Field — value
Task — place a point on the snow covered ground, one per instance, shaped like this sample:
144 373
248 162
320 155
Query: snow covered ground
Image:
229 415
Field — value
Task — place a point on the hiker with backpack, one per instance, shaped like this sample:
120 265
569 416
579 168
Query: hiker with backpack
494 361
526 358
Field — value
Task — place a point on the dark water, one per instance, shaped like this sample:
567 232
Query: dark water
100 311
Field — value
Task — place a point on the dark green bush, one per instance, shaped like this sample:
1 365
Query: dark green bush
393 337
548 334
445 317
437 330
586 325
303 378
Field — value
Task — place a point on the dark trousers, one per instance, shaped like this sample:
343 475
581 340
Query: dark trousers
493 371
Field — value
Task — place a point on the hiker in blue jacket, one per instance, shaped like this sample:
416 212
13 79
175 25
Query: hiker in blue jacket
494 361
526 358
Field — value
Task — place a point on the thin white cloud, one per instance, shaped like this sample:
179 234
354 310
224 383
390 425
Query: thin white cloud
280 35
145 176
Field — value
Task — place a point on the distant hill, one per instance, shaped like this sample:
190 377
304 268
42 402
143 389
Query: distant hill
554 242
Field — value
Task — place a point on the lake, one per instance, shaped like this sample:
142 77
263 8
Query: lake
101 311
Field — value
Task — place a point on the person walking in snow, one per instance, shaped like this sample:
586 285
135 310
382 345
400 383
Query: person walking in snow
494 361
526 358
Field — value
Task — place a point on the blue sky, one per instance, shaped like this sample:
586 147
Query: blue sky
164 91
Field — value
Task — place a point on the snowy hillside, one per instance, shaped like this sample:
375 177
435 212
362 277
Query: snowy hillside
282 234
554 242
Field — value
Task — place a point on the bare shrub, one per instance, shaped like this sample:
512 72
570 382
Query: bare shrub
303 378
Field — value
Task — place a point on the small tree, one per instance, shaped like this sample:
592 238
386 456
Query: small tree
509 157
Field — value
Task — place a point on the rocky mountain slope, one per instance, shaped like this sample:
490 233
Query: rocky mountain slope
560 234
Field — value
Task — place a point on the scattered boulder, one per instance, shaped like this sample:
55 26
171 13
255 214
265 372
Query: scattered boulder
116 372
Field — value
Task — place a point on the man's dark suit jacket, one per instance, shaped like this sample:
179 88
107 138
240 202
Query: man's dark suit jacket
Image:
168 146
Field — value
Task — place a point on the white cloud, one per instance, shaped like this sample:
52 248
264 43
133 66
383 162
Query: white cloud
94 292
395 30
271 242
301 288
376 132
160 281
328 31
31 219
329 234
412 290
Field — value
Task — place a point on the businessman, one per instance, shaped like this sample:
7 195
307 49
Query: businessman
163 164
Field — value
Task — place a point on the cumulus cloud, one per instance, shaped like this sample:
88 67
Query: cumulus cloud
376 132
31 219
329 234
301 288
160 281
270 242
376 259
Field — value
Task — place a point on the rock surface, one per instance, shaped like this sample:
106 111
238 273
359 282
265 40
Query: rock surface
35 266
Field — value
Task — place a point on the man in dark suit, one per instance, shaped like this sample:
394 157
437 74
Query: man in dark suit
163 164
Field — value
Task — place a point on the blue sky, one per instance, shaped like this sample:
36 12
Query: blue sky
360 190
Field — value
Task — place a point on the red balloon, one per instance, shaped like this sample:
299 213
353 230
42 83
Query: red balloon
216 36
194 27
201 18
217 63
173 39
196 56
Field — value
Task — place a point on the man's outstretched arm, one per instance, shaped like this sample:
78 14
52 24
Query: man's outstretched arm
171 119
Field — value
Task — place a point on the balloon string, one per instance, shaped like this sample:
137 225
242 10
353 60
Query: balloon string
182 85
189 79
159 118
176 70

**What you have to do:**
Every entry must be quoted exactly as it appears above.

**Response:**
Field — value
Task — place a point on the snow covered ground, one per instance, shaped like this sample:
144 373
248 162
320 155
Query: snow covered ground
Image:
229 415
Field — value
Task — place a point on the hiker with backpack, one per instance, shaped like this sample:
120 265
569 416
579 168
Query: hiker with backpack
494 361
526 358
Field — value
Task — place a point on the dark water, one per instance, shaped like this sample:
567 232
Query: dark water
100 311
Field — value
Task — place a point on the dark green bush, one per instance, shaped like this sample:
1 365
Query: dark green bush
393 337
548 334
445 317
437 330
586 325
303 378
Field — value
Task — place a point on the dark trousers, one per instance, shaped like this sample:
343 475
581 340
Query: dark trousers
493 371
Field — value
Task — place a point on the hiker in blue jacket, one per instance, shaped like this sample:
416 212
13 79
175 25
Query: hiker in blue jacket
494 361
526 358
Field — value
Task — place a point on the thin white cloud, one per instance, shaped like this sample:
179 234
354 310
224 383
390 425
Query: thin white cloud
280 35
145 176
Field — value
Task — place a point on the distant hill, one per instance, shaped like this sample:
190 377
304 268
42 402
143 389
Query: distant hill
554 242
Field — value
Task — place a point on the lake, one per instance, shaped like this sample:
142 77
263 8
Query: lake
101 311
Field — value
Task — place a point on the person walking in snow, one per instance, shaped like this sample:
586 285
135 310
382 345
400 383
Query: person walking in snow
494 361
526 358
Field — value
Task — place a point on the blue sky, one per instance, shaped like this sample:
586 147
Query: blue sky
164 91
Field — value
Task — place a point on the snowy hillside, one per instance, shaped like this sample:
375 177
435 212
362 277
Query: snowy hillside
282 234
554 242
Field — value
Task — place a point on the bare shrub, one per instance, shaped like this sample:
512 72
570 382
Query: bare shrub
303 378
Field — value
Task — place a point on the small tree, one per instance, shaped like this sample:
592 238
386 456
Query: small tree
509 157
Field — value
Task — place a point on the rocky mountain slope, one per instance, shaped like this sample:
490 233
Query: rocky mountain slope
560 234
Field — value
Task — place a point on the scattered boulder, one per instance, shaped like this sample:
55 26
171 13
255 214
265 372
Query: scattered boulder
116 372
Field — value
Task — place a point on the man's dark suit jacket, one per instance, shaped like this sample:
179 88
107 138
240 202
Query: man's dark suit jacket
Image:
168 146
Field — value
Task — place a point on the white cloud, one per instance, shaped like this sample:
52 248
264 43
133 66
383 162
Query: white cloud
94 292
395 30
271 242
301 288
376 132
160 281
328 31
31 219
329 234
412 290
Field — value
Task — place a point on the businessman, one per instance, shaped like this sample:
7 195
307 49
Query: businessman
163 164
Field — value
Task — place a point on the cumulus cloud, one per instance, shaped like this sample:
88 67
Query: cumulus cloud
376 132
31 219
329 234
301 288
160 281
270 242
376 259
Field — value
Task — place a point on the rock surface, one per instance, shaped like this sample:
106 111
238 273
359 282
265 40
Query: rock surface
35 266
Field — value
Task — place a point on the man in dark suit, one per instance, shaped like this sample:
394 157
437 74
Query: man in dark suit
163 164
Field — value
Task — place a point on the blue sky, one per instance, shaped like this sample:
36 12
Query: blue sky
360 190
Field — value
Task — place a point on the red balloon, one per instance, shaped like this sample:
299 213
353 230
42 83
Query: red balloon
216 36
194 27
201 18
217 63
173 39
196 56
Field — value
Task — place a point on the man's outstretched arm, one per instance, shaped like this sample:
78 14
52 24
Query: man's outstretched arm
171 119
Field — value
Task — place a point on the balloon string, one per instance, shaped like this sample:
137 225
242 10
353 60
Query: balloon string
182 85
189 79
159 118
176 70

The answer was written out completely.